Auszug
<<<<

Aber grds gesprochen: ich wohne in der Eifel und ich denke, dass man leider ein Mentalitätsproblem in Bezug aufs Freeriden, Dh etc. hat. Das gilt gleichermaßen für die Förster wie für alle anderen, die bei dem Thema ein Wort mitzureden haben.
Denn es ist doch so, dass die Argumente gegen eine legale Strecke allzu oft völlig an der Realität vorbeilaufen.
Als Bsp. möchte ich mal die angeblichen Schäden nennen, die man verursachen würde, indem man regelmäßig eine Strecke befährt.
Jedes Forstamt nutzt Forwarder, Harvester und so weiter, um den Holzeinschlag durchzuführen. Sobald so eine Maschine auch nur 100m im Bestand zurücklegt, ist mehr zerstört als jeder Singletrail erreichen kann.
Ich habe in einem Forstunternehmen gearbeitet und das ist einfach so. Daher weiß ich auch in etwa wie die Förster ticken. Und das lässt eigtl nicht hoffen.
Hinzu kommt, dass bei uns Großprojekte wie der Eifelsteig ins Leben gerufen werden. Die Anzahl von Wanderern und Touristen, die so in die Eifel gelockt werden, schreckt mit Sicherheit mehr Tiere auf, verursacht mehr Müll und wirkt sich insgesamt negativer auf den Naturschutz aus als ein Bikepark, da ein sehr viel größeres Gebiet betroffen ist.
Die große Chance sollte man doch darin sehen, dass man uns ungeliebte Biker -welcher Art auch immer- durch einen legalen Bikepark auf einen begrenzten Bereich konzentrieren kann, wo man zudem das Geschehen kontrollieren und wirtschaftlich nutzen kann.
Ich möchte hier keine epischen Werke verfassen. Ich kann nur sagen, dass ich mich bei einem gemeinsamen Projekt sofort engagieren würde. Vlt. stellt man ja so wirklich mal was auf die Beine.
Gruß


----------



## Holger78 (28. Oktober 2009)

ich denke, daß du die kollegen meinst, die sich hier etwas dezenter im forum tummeln als z.b. ich
stichwort "koffer"? liege ich damit richtig?

>>>>

Datensätze:
<<<<

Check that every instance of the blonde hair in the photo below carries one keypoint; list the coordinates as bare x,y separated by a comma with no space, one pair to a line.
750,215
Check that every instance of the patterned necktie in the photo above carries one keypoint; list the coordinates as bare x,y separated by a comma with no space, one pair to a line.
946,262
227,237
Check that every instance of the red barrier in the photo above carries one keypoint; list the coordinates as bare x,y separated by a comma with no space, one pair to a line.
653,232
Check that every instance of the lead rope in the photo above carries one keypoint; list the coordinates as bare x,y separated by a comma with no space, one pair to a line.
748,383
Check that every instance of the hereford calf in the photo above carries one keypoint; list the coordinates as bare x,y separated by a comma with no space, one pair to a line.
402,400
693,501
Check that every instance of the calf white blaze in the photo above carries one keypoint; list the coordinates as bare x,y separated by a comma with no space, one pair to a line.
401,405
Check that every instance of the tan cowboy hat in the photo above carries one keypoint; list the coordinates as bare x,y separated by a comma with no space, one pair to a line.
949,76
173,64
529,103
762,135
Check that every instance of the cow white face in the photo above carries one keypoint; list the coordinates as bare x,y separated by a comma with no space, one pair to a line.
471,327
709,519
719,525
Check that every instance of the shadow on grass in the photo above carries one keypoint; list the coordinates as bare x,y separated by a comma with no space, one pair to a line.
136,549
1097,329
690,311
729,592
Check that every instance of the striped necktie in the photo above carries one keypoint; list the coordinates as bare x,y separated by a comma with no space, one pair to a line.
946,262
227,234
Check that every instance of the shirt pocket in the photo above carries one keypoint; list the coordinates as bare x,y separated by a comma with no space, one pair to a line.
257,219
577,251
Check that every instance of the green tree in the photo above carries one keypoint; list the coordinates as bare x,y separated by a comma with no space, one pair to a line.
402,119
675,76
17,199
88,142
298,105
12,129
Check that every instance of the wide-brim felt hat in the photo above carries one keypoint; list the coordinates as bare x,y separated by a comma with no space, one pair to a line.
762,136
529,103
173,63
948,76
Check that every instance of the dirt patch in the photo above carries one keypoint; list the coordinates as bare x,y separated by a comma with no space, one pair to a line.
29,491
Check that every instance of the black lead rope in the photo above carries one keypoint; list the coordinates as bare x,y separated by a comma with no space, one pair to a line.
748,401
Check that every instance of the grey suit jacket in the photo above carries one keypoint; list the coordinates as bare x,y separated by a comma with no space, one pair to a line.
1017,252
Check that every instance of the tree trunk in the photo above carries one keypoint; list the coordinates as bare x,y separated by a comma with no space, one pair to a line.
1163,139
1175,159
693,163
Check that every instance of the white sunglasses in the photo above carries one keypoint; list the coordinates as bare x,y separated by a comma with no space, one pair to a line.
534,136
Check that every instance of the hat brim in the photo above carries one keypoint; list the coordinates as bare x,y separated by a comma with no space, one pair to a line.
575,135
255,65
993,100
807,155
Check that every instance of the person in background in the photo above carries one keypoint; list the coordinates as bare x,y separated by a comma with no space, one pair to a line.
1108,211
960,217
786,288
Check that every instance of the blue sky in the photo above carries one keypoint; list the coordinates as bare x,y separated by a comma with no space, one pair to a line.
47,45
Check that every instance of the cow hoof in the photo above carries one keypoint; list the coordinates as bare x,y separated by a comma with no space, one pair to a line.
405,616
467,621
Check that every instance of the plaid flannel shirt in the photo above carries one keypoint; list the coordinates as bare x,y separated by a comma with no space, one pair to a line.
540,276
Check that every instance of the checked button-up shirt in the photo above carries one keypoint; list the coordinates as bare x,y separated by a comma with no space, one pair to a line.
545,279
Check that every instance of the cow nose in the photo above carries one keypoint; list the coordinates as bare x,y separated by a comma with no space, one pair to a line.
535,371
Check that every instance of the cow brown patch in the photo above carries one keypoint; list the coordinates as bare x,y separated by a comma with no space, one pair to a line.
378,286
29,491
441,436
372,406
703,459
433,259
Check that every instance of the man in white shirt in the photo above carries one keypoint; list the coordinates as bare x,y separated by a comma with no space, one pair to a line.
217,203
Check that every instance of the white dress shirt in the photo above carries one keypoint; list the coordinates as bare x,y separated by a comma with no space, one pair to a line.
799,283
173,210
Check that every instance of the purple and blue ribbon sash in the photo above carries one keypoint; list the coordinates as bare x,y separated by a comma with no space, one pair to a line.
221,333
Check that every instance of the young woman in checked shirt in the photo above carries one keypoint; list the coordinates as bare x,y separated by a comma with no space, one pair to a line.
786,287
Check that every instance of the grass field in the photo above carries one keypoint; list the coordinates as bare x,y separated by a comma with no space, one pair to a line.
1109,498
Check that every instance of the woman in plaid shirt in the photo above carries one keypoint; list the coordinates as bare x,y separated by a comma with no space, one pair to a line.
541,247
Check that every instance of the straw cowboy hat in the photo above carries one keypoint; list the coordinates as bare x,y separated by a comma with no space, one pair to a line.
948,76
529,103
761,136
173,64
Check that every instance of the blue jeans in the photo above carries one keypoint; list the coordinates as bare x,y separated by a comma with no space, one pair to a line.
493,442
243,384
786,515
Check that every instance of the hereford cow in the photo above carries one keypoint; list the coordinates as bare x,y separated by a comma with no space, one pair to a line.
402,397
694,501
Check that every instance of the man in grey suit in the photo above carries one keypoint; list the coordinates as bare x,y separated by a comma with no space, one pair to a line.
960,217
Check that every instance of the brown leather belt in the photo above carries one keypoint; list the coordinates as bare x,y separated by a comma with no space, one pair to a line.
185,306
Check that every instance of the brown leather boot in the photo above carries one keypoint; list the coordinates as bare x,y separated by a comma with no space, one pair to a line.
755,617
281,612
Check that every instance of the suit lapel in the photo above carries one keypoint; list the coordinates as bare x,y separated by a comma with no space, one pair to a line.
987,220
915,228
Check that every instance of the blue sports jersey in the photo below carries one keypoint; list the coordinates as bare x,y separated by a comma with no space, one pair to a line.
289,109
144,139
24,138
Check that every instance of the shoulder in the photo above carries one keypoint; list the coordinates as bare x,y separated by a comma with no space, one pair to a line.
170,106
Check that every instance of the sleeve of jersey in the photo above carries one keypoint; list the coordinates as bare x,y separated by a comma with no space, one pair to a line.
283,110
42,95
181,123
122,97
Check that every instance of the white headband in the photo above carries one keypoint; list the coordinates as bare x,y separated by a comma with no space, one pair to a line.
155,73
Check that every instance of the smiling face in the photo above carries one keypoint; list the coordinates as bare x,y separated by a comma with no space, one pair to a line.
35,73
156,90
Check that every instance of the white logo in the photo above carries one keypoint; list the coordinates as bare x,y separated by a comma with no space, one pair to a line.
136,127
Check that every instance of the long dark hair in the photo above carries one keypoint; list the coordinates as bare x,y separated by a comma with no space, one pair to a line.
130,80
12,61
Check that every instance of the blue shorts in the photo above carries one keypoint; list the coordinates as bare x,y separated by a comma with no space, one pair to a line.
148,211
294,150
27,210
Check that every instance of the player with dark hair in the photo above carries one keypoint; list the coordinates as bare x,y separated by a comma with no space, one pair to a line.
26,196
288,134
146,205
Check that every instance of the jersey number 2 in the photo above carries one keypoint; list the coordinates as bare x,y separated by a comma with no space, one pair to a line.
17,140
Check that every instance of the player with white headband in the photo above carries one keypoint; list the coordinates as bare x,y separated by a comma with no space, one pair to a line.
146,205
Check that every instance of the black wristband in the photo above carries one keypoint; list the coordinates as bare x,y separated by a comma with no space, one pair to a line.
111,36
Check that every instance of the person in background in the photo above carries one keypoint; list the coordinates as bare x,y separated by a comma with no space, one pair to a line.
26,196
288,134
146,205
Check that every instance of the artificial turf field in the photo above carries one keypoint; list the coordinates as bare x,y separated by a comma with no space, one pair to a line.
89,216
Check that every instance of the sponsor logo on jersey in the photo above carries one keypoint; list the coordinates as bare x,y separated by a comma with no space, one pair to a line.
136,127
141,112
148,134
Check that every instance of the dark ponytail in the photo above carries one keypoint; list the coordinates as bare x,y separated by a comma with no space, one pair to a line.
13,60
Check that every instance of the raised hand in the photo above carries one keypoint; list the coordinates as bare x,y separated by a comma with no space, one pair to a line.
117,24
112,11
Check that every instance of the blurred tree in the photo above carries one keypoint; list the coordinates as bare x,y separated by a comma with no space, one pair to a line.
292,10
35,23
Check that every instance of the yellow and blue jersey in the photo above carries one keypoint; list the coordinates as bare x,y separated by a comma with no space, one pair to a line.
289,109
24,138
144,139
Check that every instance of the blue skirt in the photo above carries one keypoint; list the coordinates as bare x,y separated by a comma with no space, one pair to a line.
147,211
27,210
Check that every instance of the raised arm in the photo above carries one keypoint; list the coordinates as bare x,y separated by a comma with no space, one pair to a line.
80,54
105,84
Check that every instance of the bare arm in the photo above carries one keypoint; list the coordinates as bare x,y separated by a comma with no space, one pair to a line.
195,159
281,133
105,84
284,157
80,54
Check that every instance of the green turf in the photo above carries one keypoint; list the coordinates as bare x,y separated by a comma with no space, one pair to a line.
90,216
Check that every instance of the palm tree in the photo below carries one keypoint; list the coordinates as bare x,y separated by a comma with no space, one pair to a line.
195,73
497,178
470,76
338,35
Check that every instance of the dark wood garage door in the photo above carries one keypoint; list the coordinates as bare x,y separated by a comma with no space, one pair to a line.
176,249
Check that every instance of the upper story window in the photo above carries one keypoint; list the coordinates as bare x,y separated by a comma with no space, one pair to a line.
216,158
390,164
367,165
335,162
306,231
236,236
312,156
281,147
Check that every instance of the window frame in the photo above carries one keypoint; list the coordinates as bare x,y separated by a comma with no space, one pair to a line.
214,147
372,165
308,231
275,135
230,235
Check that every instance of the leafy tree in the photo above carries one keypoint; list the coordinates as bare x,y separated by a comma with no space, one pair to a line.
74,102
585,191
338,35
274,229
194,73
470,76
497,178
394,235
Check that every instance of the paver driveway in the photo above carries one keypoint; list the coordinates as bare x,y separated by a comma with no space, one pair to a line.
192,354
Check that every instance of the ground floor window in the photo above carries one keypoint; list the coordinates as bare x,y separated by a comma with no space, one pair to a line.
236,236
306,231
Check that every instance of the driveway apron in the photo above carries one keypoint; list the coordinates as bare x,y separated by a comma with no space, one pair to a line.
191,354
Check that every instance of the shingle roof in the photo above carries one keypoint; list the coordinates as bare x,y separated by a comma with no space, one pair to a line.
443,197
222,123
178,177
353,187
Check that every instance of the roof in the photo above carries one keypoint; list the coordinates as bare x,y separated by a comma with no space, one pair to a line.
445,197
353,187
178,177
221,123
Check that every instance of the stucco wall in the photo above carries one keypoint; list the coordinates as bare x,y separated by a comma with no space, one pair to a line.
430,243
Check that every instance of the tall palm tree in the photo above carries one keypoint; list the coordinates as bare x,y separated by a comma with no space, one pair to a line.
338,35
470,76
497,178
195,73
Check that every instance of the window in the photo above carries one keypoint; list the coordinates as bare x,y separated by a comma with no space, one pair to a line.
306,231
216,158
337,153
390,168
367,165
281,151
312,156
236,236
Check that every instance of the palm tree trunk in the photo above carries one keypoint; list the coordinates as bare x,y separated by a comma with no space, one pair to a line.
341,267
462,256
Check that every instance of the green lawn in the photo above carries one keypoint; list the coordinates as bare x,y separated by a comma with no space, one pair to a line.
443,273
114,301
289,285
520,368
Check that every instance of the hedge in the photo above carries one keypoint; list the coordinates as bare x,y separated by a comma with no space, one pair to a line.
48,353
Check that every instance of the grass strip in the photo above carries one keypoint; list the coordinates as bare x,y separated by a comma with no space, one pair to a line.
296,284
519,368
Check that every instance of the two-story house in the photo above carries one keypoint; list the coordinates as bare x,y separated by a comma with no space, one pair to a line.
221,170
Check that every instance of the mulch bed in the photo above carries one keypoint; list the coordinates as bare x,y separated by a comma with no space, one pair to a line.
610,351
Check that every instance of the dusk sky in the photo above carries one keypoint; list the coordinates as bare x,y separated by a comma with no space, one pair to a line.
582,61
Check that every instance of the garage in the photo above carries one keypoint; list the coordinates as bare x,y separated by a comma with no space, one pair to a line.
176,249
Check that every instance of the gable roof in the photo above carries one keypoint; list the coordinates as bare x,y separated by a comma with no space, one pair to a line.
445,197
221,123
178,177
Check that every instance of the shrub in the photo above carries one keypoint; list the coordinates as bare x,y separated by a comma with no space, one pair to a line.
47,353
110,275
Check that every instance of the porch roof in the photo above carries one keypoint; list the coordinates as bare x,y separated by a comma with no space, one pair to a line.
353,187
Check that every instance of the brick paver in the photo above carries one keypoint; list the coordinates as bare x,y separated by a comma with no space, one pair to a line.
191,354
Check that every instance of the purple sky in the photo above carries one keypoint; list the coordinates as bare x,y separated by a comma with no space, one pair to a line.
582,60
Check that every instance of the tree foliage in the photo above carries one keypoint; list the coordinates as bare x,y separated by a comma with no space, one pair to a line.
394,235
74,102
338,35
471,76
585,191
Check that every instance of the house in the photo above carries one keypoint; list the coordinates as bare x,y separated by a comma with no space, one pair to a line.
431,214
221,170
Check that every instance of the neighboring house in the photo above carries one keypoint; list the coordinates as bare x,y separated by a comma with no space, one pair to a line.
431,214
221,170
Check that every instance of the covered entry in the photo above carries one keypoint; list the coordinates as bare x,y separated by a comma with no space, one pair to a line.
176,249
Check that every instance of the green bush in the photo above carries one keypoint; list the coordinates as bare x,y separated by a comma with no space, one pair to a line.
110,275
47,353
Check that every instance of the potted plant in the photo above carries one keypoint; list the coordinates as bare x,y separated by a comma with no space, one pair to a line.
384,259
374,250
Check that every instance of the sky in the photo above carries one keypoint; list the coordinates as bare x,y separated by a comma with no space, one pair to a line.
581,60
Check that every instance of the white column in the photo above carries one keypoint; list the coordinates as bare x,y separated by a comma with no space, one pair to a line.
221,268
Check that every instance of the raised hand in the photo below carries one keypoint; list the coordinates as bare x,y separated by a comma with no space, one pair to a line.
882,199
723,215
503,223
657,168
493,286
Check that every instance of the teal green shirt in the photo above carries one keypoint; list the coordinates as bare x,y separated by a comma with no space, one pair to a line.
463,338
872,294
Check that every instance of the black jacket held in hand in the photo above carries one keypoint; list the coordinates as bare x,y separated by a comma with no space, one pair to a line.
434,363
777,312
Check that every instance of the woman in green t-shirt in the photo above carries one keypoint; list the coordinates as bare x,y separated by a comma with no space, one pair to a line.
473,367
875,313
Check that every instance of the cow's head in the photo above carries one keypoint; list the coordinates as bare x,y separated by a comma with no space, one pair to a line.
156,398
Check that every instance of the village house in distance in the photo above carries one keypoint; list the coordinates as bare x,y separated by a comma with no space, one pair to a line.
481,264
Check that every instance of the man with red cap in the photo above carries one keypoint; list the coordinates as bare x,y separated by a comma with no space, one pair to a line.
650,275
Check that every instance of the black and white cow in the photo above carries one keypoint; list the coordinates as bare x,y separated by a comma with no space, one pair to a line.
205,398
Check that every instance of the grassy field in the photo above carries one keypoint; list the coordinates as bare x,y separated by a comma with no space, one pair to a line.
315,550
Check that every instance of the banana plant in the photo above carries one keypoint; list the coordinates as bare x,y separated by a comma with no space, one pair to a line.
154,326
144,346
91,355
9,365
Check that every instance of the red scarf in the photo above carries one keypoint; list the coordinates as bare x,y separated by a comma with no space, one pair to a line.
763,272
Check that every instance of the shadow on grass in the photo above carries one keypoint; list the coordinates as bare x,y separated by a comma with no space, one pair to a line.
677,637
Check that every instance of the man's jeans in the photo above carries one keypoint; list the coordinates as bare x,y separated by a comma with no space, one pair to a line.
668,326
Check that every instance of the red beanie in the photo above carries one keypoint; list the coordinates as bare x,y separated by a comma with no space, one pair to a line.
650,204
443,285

>>>>

Aufgabe A
Schreiben Sie aus dem Auszug über Bikestrecken in der Eifel den Abschnitt wortgetreu ab, der bei „Aber grds gesprochen: ich“ beginnt und bei „eigtl nicht hoffen.“ endet.
Aufgabe B
Wie könnte der Auszug über Bikestrecken in der Eifel weitergehen? Führen Sie ihn im Anschluss an seinen letzten Satz fort.

Antwortfeld A
Aber grds gesprochen: ich wohne in der Eifel und ich denke, dass man leider ein Mentalitätsproblem in Bezug aufs Freeriden, Dh etc. hat. Das gilt gleichermaßen für die Förster wie für alle anderen, die bei dem Thema ein Wort mitzureden haben.
Denn es ist doch so, dass die Argumente gegen eine legale Strecke allzu oft völlig an der Realität vorbeilaufen.
Als Bsp. möchte ich mal die angeblichen Schäden nennen, die man verursachen würde, indem man regelmäßig eine Strecke befährt.
Jedes Forstamt nutzt Forwarder, Harvester und so weiter, um den Holzeinschlag durchzuführen. Sobald so eine Maschine auch nur 100m im Bestand zurücklegt, ist mehr zerstört als jeder Singletrail erreichen kann.
Ich habe in einem Forstunternehmen gearbeitet und das ist einfach so. Daher weiß ich auch in etwa wie die Förster ticken. Und das lässt eigtl nicht hoffen.

Antwortfeld B
schon ziemlich geil was die zusammenschustern


----------



## gobo (29. Oktober 2009)

hi

ok dann sorry,hab dann was verwechselt!
das einzigste um zb in belgien eine strecke bauen zu dürfen wäre ein privat
grundstück zu bekommen.
vor jahren war es hier kein problem eine motocross strecke zu bauen(sie elsenborn).die leute haben das auf privatgrund gebaut und es hat keiner was dagegen.bis zuviel publikum kam und alle da fahren wollten,da stand
dann die strecke kurz vorm aus.bis heute fährt da nur eine kleine gruppe.
wir hatten mal angefragt bei der simmerather gemeinde für ein stück land
am ruhrsee.ja was soll ich sagen auflagen,auflagen und nochmals auflagen.
das was man aber versuchen könnte wäre doch sich mal mit dem DIMB in
verbindung zu setzten.

mfg


----------



## Flying C. (29. Oktober 2009)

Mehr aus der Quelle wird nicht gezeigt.